Please count the lines in the items below that contain the word "foliage". Reply with the number alone.

[START OF EXCERPTED RECORDS]

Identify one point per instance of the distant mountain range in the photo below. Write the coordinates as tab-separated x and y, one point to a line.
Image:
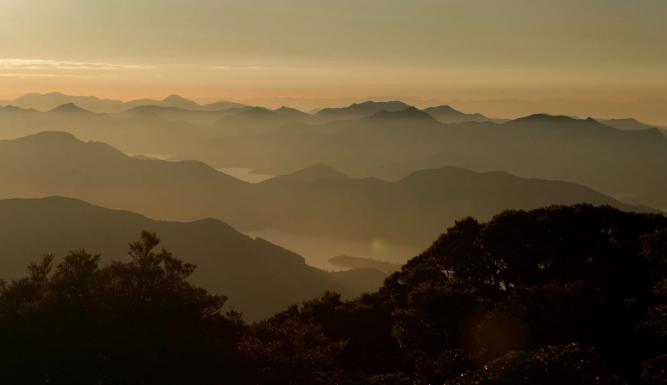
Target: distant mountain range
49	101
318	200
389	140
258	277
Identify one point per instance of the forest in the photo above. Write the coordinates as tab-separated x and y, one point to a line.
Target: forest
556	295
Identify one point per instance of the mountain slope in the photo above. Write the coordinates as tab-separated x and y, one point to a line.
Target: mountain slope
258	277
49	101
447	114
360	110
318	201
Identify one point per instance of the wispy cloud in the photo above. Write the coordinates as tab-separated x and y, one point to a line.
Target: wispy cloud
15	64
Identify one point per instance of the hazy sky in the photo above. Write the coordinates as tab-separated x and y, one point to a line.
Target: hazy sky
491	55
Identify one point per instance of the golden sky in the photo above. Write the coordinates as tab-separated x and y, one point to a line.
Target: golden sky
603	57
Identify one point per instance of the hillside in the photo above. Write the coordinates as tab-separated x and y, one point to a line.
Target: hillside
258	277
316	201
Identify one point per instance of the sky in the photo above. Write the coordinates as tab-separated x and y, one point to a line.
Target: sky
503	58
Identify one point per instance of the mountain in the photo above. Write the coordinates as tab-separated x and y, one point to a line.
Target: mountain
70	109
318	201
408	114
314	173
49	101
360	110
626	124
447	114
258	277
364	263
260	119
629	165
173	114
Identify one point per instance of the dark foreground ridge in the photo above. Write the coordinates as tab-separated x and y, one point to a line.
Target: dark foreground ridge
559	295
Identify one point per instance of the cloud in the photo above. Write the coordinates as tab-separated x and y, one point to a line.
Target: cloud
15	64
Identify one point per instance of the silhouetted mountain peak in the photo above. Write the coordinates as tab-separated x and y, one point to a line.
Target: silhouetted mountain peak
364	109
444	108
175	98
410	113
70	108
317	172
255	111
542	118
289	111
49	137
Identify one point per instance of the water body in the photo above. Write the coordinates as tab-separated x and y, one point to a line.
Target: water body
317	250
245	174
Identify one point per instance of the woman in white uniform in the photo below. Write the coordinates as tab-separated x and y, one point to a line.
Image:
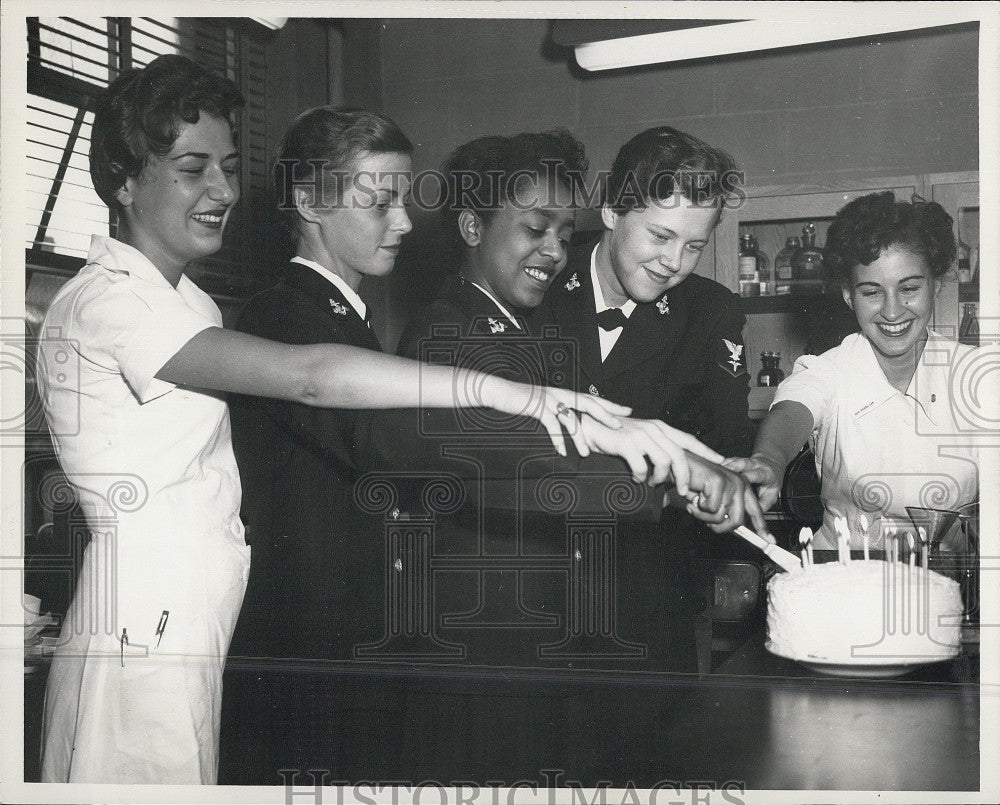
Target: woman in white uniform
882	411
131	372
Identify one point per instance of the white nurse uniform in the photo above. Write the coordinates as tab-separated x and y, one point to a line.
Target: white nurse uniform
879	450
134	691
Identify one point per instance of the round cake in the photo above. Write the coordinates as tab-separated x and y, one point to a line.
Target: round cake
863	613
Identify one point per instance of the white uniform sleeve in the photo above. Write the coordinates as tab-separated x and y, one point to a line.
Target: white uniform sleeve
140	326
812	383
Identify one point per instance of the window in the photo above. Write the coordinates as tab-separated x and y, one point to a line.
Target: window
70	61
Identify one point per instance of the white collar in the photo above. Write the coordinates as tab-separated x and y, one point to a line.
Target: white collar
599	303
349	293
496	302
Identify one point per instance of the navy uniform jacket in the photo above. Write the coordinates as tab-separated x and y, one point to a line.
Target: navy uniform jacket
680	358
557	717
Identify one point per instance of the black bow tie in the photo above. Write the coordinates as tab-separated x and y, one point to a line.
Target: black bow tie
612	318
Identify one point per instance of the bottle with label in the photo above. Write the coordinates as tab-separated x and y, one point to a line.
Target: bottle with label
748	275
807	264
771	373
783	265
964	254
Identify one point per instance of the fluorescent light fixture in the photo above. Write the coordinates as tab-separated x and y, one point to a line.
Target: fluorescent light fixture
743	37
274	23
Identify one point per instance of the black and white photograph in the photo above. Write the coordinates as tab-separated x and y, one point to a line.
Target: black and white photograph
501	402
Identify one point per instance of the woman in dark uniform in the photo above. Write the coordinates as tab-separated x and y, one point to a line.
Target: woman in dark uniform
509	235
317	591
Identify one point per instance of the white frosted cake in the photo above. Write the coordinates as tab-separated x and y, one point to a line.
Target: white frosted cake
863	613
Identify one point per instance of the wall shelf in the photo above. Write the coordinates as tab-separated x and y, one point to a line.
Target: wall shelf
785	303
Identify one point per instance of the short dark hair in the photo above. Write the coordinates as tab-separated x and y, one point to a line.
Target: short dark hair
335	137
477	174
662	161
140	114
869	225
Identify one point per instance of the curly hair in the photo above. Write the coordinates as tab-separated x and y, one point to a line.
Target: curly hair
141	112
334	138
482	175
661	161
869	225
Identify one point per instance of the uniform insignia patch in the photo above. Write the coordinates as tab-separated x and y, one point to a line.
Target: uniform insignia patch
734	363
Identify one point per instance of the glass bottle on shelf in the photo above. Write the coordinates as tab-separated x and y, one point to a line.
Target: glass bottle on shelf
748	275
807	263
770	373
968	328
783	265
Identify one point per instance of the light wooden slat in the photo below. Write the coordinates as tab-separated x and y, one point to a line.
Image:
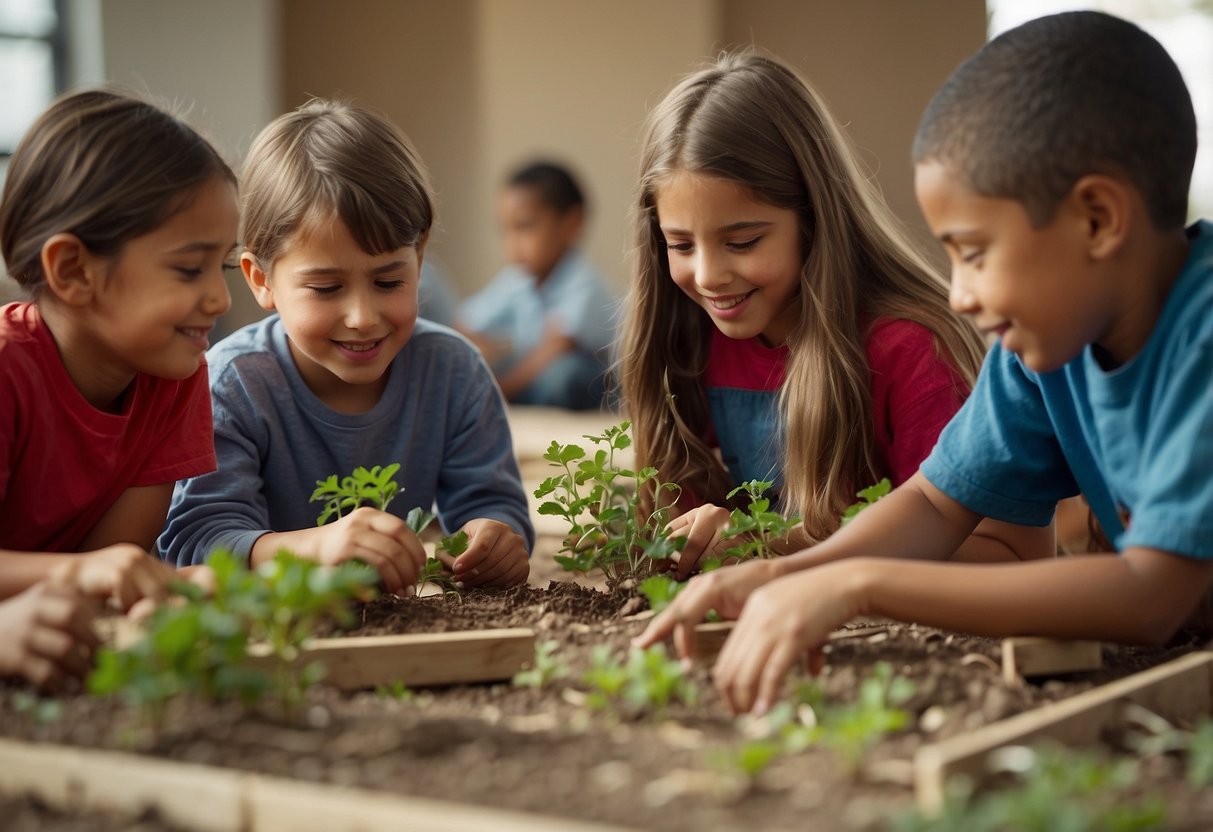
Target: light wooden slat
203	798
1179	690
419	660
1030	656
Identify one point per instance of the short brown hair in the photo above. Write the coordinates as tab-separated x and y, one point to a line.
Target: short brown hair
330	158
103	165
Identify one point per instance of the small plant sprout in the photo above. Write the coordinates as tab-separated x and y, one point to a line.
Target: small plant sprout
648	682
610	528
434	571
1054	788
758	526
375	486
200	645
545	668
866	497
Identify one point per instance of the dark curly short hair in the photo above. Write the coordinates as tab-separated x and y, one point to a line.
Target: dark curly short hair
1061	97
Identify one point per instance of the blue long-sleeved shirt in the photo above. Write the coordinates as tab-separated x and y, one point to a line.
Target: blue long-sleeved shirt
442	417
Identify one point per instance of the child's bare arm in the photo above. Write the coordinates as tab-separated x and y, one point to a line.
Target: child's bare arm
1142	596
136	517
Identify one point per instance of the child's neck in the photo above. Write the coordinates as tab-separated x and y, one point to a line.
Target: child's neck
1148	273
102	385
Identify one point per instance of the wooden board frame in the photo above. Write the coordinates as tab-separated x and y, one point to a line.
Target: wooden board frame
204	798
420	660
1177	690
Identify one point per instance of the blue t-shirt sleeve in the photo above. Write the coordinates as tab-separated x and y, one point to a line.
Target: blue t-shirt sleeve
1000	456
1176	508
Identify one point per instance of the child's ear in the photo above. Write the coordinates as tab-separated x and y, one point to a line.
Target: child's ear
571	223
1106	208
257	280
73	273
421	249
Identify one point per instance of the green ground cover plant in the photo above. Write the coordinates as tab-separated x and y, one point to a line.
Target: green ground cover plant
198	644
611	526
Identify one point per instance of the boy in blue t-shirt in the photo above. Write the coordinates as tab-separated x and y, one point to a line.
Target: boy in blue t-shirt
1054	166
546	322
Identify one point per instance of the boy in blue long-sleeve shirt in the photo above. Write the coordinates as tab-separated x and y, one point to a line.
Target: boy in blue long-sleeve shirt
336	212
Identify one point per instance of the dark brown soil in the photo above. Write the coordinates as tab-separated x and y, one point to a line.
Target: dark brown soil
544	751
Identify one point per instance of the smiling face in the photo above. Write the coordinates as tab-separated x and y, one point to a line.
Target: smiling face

[END OF EXCERPTED RECORDS]
[START OF EXCERPTED RECORDS]

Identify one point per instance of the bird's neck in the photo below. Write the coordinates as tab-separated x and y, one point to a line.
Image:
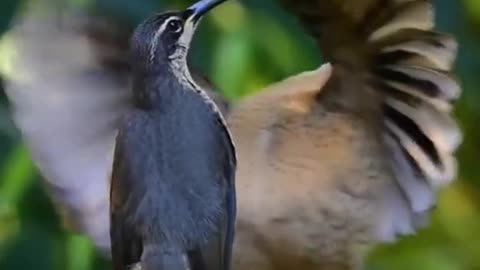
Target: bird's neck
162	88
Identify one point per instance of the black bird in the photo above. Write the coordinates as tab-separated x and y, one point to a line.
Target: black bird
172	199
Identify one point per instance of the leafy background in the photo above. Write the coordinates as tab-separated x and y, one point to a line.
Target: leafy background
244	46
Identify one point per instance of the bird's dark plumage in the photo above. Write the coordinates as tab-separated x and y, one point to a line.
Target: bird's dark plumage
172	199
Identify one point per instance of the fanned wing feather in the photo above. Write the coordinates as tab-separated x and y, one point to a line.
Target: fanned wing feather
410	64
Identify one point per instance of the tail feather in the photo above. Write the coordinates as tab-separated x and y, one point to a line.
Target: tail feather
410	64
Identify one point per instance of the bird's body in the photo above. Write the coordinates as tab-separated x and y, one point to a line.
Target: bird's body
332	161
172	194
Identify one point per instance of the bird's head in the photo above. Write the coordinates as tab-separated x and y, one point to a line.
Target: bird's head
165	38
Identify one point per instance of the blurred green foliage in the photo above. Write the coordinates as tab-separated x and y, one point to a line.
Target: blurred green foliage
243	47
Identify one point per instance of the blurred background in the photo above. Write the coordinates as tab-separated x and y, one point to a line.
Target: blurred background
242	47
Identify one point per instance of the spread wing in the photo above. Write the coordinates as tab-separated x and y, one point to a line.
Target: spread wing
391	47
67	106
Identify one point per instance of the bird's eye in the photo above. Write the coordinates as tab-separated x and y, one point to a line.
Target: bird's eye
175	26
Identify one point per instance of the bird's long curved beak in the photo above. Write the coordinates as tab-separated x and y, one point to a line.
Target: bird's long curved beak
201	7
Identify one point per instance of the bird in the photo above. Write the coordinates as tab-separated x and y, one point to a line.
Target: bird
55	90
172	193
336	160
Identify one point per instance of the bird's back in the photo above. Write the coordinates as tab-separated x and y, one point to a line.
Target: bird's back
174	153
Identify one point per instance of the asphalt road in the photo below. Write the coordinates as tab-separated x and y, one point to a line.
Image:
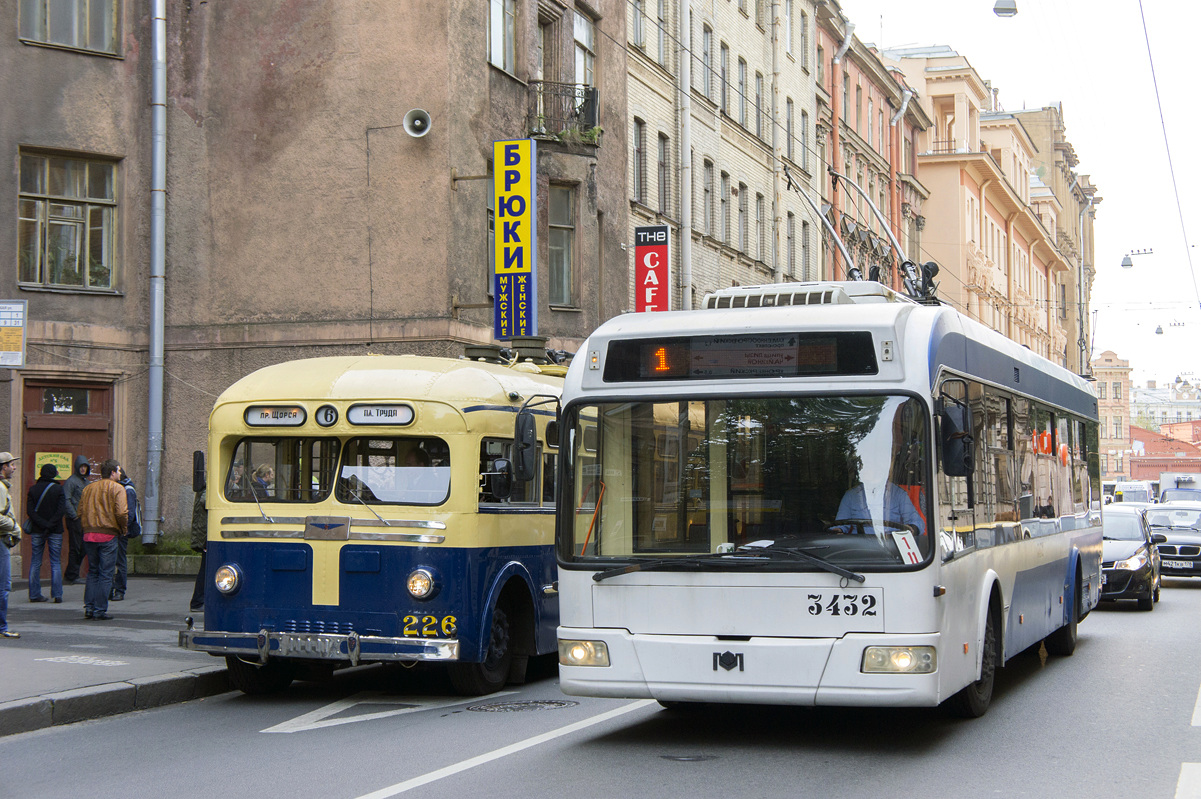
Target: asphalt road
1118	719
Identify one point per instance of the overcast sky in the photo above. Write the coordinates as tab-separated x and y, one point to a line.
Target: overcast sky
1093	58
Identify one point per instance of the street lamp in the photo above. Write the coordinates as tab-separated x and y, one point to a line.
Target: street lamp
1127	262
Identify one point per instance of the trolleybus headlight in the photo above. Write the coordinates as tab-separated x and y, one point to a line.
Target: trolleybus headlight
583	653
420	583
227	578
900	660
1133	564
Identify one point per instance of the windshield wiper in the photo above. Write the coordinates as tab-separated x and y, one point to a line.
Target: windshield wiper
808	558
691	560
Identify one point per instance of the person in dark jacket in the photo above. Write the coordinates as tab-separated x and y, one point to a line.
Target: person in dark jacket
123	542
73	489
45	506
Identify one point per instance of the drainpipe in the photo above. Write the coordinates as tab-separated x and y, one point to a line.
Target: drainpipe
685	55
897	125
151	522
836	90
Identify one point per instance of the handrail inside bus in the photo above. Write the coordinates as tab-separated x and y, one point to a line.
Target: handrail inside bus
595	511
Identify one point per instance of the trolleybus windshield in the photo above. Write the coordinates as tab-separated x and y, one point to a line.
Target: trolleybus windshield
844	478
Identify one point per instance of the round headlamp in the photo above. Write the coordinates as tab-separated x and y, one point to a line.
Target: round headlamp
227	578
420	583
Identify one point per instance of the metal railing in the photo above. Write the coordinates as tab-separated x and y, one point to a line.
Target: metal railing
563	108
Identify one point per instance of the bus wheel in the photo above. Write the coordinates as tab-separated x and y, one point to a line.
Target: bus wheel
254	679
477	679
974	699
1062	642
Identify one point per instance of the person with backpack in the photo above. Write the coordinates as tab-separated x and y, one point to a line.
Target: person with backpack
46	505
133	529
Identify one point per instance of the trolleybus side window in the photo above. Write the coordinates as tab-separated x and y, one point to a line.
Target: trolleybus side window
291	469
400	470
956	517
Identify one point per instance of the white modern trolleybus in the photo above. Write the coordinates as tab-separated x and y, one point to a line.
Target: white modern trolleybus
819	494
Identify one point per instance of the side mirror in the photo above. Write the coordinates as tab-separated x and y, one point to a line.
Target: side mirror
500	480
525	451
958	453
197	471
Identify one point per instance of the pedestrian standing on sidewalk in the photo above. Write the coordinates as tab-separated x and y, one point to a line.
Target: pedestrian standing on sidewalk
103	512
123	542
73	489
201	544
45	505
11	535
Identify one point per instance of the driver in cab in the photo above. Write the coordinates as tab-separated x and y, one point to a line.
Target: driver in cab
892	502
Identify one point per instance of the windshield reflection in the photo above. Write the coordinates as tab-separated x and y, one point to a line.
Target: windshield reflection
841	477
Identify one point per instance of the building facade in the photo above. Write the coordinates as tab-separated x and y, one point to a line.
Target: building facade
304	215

[END OF EXCERPTED RECORDS]

◆ ANSWER TO THIS EXERCISE
2